"""

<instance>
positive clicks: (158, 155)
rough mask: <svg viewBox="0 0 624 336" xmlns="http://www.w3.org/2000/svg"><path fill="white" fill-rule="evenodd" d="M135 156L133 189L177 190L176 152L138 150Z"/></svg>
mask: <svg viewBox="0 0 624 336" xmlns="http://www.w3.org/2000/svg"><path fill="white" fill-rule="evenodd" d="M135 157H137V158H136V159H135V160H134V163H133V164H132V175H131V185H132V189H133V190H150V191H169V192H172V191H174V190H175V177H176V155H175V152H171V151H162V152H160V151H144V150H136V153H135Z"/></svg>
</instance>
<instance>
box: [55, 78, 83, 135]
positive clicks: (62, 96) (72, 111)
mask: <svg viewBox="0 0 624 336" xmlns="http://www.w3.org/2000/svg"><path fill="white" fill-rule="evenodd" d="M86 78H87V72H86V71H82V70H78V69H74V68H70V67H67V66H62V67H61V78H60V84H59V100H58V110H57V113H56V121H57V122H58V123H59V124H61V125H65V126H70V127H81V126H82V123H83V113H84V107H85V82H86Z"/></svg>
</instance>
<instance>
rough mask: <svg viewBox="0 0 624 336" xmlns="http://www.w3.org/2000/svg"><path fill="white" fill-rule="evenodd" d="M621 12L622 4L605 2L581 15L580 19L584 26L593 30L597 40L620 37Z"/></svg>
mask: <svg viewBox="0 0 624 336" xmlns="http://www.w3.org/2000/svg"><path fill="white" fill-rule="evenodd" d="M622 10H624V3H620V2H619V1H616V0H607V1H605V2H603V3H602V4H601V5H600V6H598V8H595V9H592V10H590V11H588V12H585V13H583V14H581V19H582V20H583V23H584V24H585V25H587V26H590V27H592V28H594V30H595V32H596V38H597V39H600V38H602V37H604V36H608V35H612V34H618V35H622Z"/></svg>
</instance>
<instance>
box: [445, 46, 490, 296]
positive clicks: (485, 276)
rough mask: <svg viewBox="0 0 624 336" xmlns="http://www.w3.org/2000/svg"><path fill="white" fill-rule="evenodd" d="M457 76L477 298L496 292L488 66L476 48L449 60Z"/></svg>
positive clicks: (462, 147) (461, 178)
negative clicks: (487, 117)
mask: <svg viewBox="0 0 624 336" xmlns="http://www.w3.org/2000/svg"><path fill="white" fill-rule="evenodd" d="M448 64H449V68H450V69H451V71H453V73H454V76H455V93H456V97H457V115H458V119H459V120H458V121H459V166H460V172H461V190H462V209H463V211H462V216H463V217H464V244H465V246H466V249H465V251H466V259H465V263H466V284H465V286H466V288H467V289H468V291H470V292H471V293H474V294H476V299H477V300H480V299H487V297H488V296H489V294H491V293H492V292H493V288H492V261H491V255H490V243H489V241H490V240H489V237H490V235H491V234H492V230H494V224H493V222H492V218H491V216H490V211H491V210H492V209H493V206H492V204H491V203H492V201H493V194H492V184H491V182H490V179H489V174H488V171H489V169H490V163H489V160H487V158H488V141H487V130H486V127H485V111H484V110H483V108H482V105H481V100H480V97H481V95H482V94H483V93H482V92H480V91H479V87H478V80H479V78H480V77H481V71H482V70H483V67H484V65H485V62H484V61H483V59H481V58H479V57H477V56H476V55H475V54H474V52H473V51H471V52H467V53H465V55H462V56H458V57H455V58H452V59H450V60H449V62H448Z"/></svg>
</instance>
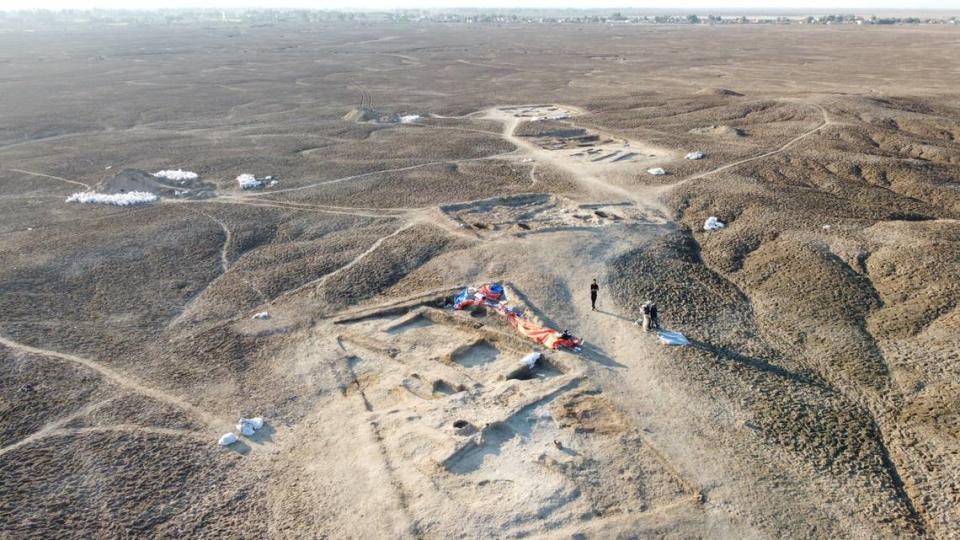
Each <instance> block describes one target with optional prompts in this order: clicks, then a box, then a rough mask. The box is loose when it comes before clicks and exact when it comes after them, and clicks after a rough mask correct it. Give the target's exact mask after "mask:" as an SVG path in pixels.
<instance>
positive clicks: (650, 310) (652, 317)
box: [650, 304, 660, 330]
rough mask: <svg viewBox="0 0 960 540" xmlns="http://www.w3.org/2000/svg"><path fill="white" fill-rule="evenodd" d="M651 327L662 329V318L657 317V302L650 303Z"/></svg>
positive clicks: (650, 321) (650, 318)
mask: <svg viewBox="0 0 960 540" xmlns="http://www.w3.org/2000/svg"><path fill="white" fill-rule="evenodd" d="M650 328H655V329H657V330H659V329H660V319H658V318H657V305H656V304H650Z"/></svg>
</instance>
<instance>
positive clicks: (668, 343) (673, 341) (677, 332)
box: [657, 330, 690, 347]
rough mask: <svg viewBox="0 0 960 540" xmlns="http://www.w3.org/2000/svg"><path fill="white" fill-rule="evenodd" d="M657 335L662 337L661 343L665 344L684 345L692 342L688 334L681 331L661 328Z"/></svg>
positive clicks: (660, 341)
mask: <svg viewBox="0 0 960 540" xmlns="http://www.w3.org/2000/svg"><path fill="white" fill-rule="evenodd" d="M657 337H658V338H660V343H662V344H664V345H678V346H681V347H683V346H686V345H689V344H690V340H688V339H687V336H685V335H683V334H681V333H680V332H668V331H666V330H660V331H659V332H657Z"/></svg>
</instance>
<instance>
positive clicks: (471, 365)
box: [450, 339, 500, 368]
mask: <svg viewBox="0 0 960 540" xmlns="http://www.w3.org/2000/svg"><path fill="white" fill-rule="evenodd" d="M499 357H500V349H498V348H497V347H496V346H494V345H493V344H491V343H490V342H489V341H487V340H486V339H478V340H477V341H474V342H473V343H471V344H469V345H463V346H460V347H457V348H456V349H455V350H454V351H453V352H451V353H450V361H451V362H453V363H456V364H459V365H461V366H463V367H465V368H475V367H480V366H483V365H486V364H490V363H492V362H495V361H496V360H497V358H499Z"/></svg>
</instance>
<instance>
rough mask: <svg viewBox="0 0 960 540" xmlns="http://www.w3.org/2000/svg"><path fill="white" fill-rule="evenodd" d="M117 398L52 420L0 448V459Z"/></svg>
mask: <svg viewBox="0 0 960 540" xmlns="http://www.w3.org/2000/svg"><path fill="white" fill-rule="evenodd" d="M118 397H119V396H114V397H111V398H107V399H104V400H101V401H98V402H96V403H90V404H88V405H86V406H84V407H81V408H80V409H78V410H76V411H74V412H73V413H71V414H69V415H67V416H64V417H63V418H59V419H57V420H53V421H52V422H48V423H47V424H46V425H44V426H43V427H42V428H40V429H38V430H37V431H34V432H33V433H31V434H30V435H27V436H26V437H24V438H22V439H20V440H19V441H17V442H14V443H10V444H8V445H7V446H4V447H3V448H0V457H2V456H3V455H4V454H6V453H7V452H12V451H14V450H16V449H17V448H20V447H23V446H26V445H28V444H30V443H32V442H34V441H38V440H40V439H42V438H44V437H49V436H51V435H54V434H55V433H56V432H57V431H58V430H60V429H61V428H63V426H65V425H67V424H69V423H70V422H72V421H74V420H76V419H77V418H81V417H83V416H86V415H88V414H90V413H92V412H93V411H95V410H97V409H99V408H100V407H103V406H104V405H106V404H108V403H110V402H112V401H114V400H116V399H117V398H118Z"/></svg>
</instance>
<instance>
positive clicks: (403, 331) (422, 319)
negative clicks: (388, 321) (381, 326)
mask: <svg viewBox="0 0 960 540" xmlns="http://www.w3.org/2000/svg"><path fill="white" fill-rule="evenodd" d="M433 324H434V323H433V321H431V320H430V319H428V318H426V317H424V316H423V313H421V312H417V313H413V314H411V315H410V316H408V317H403V318H402V319H399V320H394V321H393V322H391V323H390V324H389V325H387V327H386V328H384V331H385V332H386V333H388V334H390V335H397V334H403V333H406V332H409V331H410V330H418V329H420V328H427V327H429V326H433Z"/></svg>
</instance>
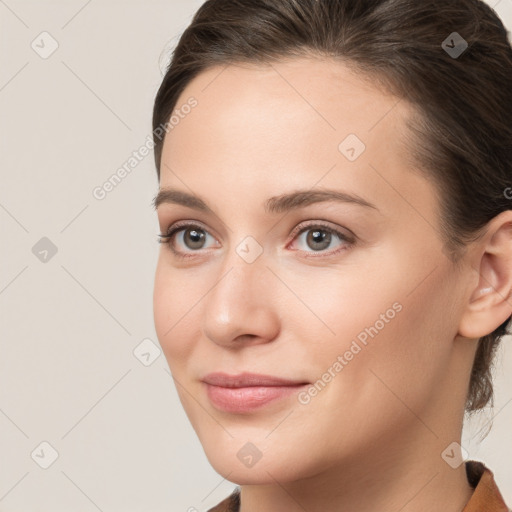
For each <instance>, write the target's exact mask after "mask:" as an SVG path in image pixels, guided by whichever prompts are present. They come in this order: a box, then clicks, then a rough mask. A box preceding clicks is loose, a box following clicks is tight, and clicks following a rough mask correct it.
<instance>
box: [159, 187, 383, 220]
mask: <svg viewBox="0 0 512 512" xmlns="http://www.w3.org/2000/svg"><path fill="white" fill-rule="evenodd" d="M326 201H335V202H342V203H348V204H355V205H359V206H363V207H366V208H374V209H375V210H377V211H379V209H378V208H377V207H376V206H375V205H374V204H372V203H370V202H368V201H367V200H365V199H363V198H362V197H360V196H358V195H356V194H350V193H348V192H343V191H339V190H331V189H315V190H295V191H293V192H289V193H286V194H281V195H279V196H273V197H271V198H269V199H268V200H267V201H266V202H265V205H264V208H265V212H267V213H273V214H277V213H283V212H288V211H290V210H295V209H298V208H304V207H305V206H309V205H311V204H314V203H320V202H326ZM164 203H167V204H179V205H182V206H186V207H188V208H193V209H195V210H199V211H203V212H206V213H211V214H213V215H215V213H214V211H213V210H212V209H211V208H210V207H209V206H208V204H207V203H206V201H204V200H203V199H202V198H201V197H199V196H197V195H194V194H190V193H189V192H185V191H183V190H178V189H174V188H170V187H163V188H161V189H160V190H159V191H158V193H157V195H156V196H155V198H154V199H153V205H154V208H155V209H158V207H159V206H160V205H161V204H164Z"/></svg>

"""

Find every line in the rows above that contains the word "this", and copy each of those lines in full. Case counts.

YOUR SOLUTION:
Each <instance> block describes one target with optional prompts in this order: clicks, then a box, then a rough mask. The box is loose when it comes before clicks and exact when it comes after them, and clicks after a rough mask correct it. Give the target's exact mask after "mask:" as an SVG path in pixels.
For each <instance>, write the target's exact mask after "mask:" as an SVG path in image pixels, guided by whichever prompts are present. They come in this order: a box, then clicks, then a rough mask. A box preceding clicks is loose, a box following clicks is tight, and clicks following a rough mask correct it.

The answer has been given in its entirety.